Textauszug:
2024: In schwierigem Umfeld jede Chance nutzen

Lesedauer: 5 Minuten

25.01.2024

Die Ausgangslage für die Tiroler Wirtschaft zu Beginn des neuen Jahres ist herausfordernd. Der Arbeitskräftemangel ist für viele Betriebe nach wie vor ein Problem, die Energiepreise und die Inflationsrate verursachen hohe Kosten, und die Kaufkraft ist gedämpft. Der Tourismus stellt eine wertvolle Stütze für den Standort Tirol dar. Die Verkehrswirtschaft und der Handel, vor allem aber die Industrie, befinden sich stark unter Druck. „Es sieht also auf den ersten Blick relativ durchwachsen aus“, betont Wirtschaftskammer-Präsidentin Barbara Thaler, „auf den zweiten Blick zeigen sich jedoch auch Lichtblicke und Chancen.“

Dazu gehört die breite Struktur unseres Wirtschaftsstandortes. Tirol hat mit seinem einzigartigen Mix aus Dienstleistern und Produktionsbetrieben, aus kleinen, mittleren und großen Betrieben, aus Spezialisten und Allroundern, die Krisen der letzten Jahre besser überstanden als andere Standorte. „Ich habe in den vergangenen Jahren viele europäische Regionen kennengelernt - wenige sind so breit und stabil aufgestellt. Diese Balance müssen wir uns erhalten“, betont Thaler. Große Möglichkeiten liegen für Thaler in der fortschreitenden Digitalisierung. Eine „Verbesserung von Abläufen“ führe schlichtweg zu Effizienzsteigerungen – das wirkt dem Arbeitskräftemangel entgegen und entlastet damit vor allem auch bestehende Mitarbeiterinnen und Mitarbeiter. Gerade in schwierigen Zeiten wie jetzt sind es für Barbara Thaler unternehmerische Antworten, die Zukunftslösungen bringen. „Herausfordernde Zeiten sind Zeiten des Unternehmergeistes. Und dieser ist in jedem Betrieb und in der Wirtschaftskammer Tirol zu Hause“, so Thaler.

Aufgabenstellung: Führen Sie den obigen Text über die Lage der Tiroler Wirtschaft zu Beginn des Jahres 2024 im Anschluss an seinen letzten Satz fort.

Bereitgestellte Daten:
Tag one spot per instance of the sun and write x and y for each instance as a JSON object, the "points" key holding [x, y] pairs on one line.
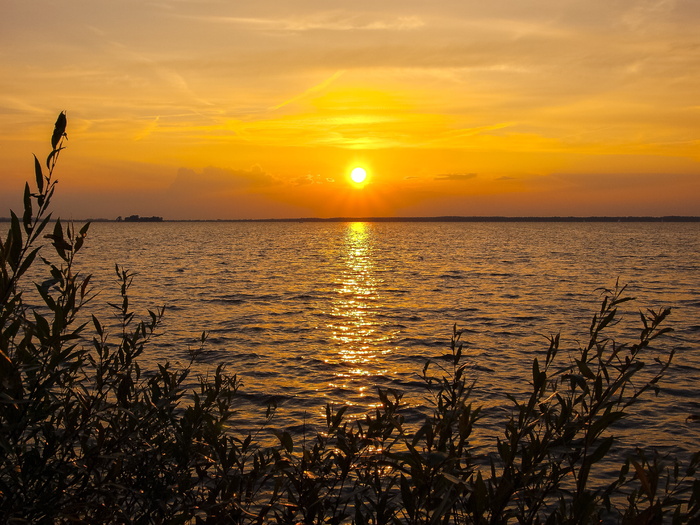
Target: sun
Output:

Musterlösung:
Eine der zentralen Aufgaben der Wirtschaftskammer Tirol liegt für die Präsidentin darin, für die heimischen Betriebe geeignete Rahmenbedingungen auf allen Ebenen zu schaffen. Thaler sieht sowohl beim europäischen Lieferkettengesetz als auch bei den Regeln zur Wasserstoffproduktion und zum Import in die EU grobe Mängel, unterstreicht aber durchaus die großen Möglichkeiten Europas, auf der Weltbühne zu punkten. „Wir dürfen uns nicht klein reden, sondern müssen unsere Chancen nutzen“, fordert Thaler.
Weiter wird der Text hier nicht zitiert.